--- BEGIN Text block ---
Thursday, January 30, 2020

CLIMATE CRISIS: GREENING AVIATION v1

Source: AERO

The current public debate about the carbon footprint of flying is simplistic and largely ill-informed. The single best article The Generalist has so far come across was written by Chris Finch and published in the December 2019 issue of Geographical magazine. The following facts and quotes are drawn from this lengthy and detailed piece.



THE PROBLEM

  • On any single day there will be at least 200,000 planes in the air around the world.
  • 64 million tonnes of cargo are transported annually by aircraft.
  • Worldwide aviation released 905 million tons of carbon dioxide into the atmosphere in 2018. according to the International Air Transport Association (IATA), the trade group for nearly 300 airlines. 
  • This is only 2%  of the 42 billion tonnes emitted annually from human-made sources but the real problem is that the number of people flying is increasing rapidly. 
  • Worldwide there were 4.3 billion passengers travelling along some 22,000 routes in 2018.This was double the number at the turn of the millennium. 
  • IATA figures predict this will expand to 8.2 billion annually over the next 20 years which will result in a dramatic rise in carbon emissions from around 500 million tonnes in 2015, to nearly 2,000 tonnes by 2050 in a worst-case scenario. 
  • In other sectors, progress is being made towards decarbonising but technological improvements in aviation are being offset by the huge increase in demand for flights, Even the most modern planes still consume tens of thousands of litres of jet fuel as they have done in the past.

Source: EARTH TIMES

SOLUTIONS

  • Offsetting is used by airline s and many corporations to cancel their carbon footprint by environmental activities like planting trees, capturing methane from landfills, installing renewable energy.
--- END Text block ---
--- BEGIN Information supplied ---
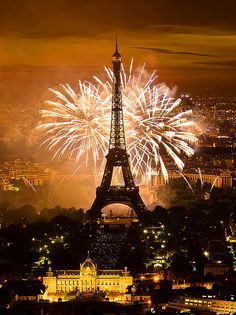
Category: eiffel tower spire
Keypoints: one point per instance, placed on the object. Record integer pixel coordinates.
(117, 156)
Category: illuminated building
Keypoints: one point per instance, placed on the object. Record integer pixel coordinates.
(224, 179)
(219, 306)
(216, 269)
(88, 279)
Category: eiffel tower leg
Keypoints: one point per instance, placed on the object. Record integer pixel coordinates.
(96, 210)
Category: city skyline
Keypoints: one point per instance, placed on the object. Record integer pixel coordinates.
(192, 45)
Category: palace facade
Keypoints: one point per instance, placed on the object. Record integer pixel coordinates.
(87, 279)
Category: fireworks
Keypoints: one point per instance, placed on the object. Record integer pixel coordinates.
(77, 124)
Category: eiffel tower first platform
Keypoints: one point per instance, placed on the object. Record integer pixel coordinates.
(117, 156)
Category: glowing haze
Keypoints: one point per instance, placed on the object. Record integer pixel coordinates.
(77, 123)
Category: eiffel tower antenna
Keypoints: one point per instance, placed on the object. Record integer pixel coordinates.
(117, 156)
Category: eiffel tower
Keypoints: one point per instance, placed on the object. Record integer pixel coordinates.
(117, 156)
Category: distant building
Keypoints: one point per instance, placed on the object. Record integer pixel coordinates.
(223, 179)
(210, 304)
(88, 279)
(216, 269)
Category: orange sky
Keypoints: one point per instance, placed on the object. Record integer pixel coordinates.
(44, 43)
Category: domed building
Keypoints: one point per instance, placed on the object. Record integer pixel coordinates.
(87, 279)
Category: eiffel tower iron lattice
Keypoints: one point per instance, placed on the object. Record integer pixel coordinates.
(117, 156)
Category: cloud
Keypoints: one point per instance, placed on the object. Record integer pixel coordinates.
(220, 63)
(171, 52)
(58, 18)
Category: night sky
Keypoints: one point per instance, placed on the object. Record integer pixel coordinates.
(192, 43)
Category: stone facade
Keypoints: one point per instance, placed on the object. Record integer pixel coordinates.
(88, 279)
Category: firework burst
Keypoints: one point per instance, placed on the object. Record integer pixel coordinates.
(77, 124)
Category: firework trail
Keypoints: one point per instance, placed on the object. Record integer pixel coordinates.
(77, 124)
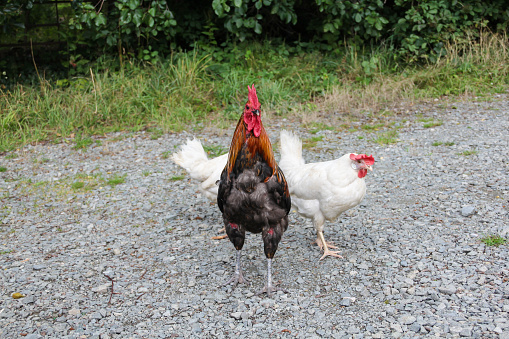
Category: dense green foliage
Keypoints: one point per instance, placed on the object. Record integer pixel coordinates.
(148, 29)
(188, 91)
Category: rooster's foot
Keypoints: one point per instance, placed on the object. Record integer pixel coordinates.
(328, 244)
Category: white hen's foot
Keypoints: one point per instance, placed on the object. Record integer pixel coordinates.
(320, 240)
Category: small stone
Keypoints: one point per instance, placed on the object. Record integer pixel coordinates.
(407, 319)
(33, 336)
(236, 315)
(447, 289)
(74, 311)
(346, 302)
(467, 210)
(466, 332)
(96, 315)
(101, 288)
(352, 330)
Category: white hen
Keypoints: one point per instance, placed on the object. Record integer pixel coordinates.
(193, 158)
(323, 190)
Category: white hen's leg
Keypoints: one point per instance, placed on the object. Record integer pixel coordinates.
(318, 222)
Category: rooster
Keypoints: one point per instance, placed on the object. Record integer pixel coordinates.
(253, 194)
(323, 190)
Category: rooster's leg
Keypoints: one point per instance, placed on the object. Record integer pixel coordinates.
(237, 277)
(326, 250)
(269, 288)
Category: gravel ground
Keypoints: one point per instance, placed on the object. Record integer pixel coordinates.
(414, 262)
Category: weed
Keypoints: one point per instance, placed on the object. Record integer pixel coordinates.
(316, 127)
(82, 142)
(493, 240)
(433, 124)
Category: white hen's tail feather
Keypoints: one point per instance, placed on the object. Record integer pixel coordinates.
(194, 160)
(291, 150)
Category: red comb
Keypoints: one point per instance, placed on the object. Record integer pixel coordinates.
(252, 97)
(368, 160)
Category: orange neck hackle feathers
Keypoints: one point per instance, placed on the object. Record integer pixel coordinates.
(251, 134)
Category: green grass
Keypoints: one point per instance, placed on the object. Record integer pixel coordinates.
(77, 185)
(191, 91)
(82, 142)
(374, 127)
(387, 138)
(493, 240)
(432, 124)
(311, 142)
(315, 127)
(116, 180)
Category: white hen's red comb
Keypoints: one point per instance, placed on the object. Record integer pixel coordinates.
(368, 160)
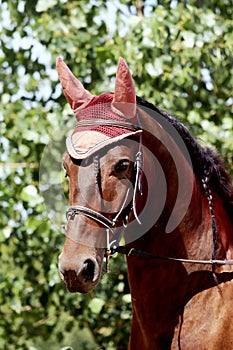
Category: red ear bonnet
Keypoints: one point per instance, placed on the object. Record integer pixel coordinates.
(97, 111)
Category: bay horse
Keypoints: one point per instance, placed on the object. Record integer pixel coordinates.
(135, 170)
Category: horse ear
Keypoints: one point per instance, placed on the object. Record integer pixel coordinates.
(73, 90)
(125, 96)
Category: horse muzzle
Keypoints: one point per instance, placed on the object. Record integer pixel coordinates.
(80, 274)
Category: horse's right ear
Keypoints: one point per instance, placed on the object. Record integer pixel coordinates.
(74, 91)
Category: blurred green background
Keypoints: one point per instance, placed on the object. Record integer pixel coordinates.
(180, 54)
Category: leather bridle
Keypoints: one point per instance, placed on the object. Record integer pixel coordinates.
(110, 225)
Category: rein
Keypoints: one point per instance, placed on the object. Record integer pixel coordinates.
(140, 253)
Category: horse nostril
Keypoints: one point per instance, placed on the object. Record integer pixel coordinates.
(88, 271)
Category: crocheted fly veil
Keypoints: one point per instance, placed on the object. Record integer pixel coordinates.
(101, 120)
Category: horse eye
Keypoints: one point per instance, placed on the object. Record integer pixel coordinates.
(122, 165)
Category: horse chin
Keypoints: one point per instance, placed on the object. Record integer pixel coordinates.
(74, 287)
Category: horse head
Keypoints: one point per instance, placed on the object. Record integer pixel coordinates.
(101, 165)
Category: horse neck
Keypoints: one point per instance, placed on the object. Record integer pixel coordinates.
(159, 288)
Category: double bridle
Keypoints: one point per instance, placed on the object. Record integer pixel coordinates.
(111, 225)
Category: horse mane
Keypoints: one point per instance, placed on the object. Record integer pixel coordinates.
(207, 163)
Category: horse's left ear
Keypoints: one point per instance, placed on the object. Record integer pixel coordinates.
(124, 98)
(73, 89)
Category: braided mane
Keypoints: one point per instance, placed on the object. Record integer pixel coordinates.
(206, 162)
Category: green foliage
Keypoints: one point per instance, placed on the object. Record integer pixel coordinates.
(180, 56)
--- END Information supplied ---
▶ **Work to complete**:
1 - For each statement about the greening aviation text, say yes or no depending on whether the text agrees, and quote the deciding words. (a) Aircraft carry 64 million tonnes of cargo each year. (b) In 2018 there were three times as many air passengers as at the turn of the millennium. (c) The article the facts are drawn from was published in the December 2019 issue of Geographical magazine.
2 - Write what comes next in the greening aviation text, picking up after its final bullet point under "SOLUTIONS".

▶ **Results by task**:
1 -
(a) Yes: "64 million tonnes of cargo are transported annually by aircraft."
(b) No: "This was double the number at the turn of the millennium."
(c) Yes: "published in the December 2019 issue of Geographical magazine"

2 -
  • Roger Tyers, a research fellow in environmental sociology at the University of Southampton , believes that offsetting is more robust than it was 10 years ago and that some schemes do have measurable benefits but says: '
'The idea that you can fly neutral - that it's a scientific, robust means of cancelling out your emissions - I think that's highly questionable. Very few people offset their flights, probably less than 5% and that’s being generous. In growth markets such as China you probably won't see offsetting at all. So if it remains voluntary then it's not going to go anywhere close to making flying sustainable under the status quo. It would need to be something on a mandatory level, but then I would still argue that the whole concept of carbon offsetting is maybe not the path we should go down.’ 


  • Instead of looking at consumers to solve the problem it has been suggested that national legislation could be used to force the airline industry to reduce its emissions. But according to Alice Larkin, professor of climate scienece and energy policy at Manchester University:

‘Governments are nervous about being too heavy-handed with regulation to actually remove some of the very high carbon choices from people. Also they are protecting an industry where there are lots of prospects for employment, particularly in country such as the UK where we lost a lot of our manufacturing.’
Source:reddccadgiz.org
  
THE PARIS AGREEMENT 

I an early draft of the Paris Agreement there was some text about aviation and shipping but this removed. This was because the assumption was made that domestic flights - which produce 1/3rd of global aviation emissions - would be covered by the commitments made by individual countries.

The remaining 2/3rds was pased onto two UN agenencies: the International Civil Aviation Organization (ICAO) and International Maritime Organization (IMO). The latter has set a 50% reduction target.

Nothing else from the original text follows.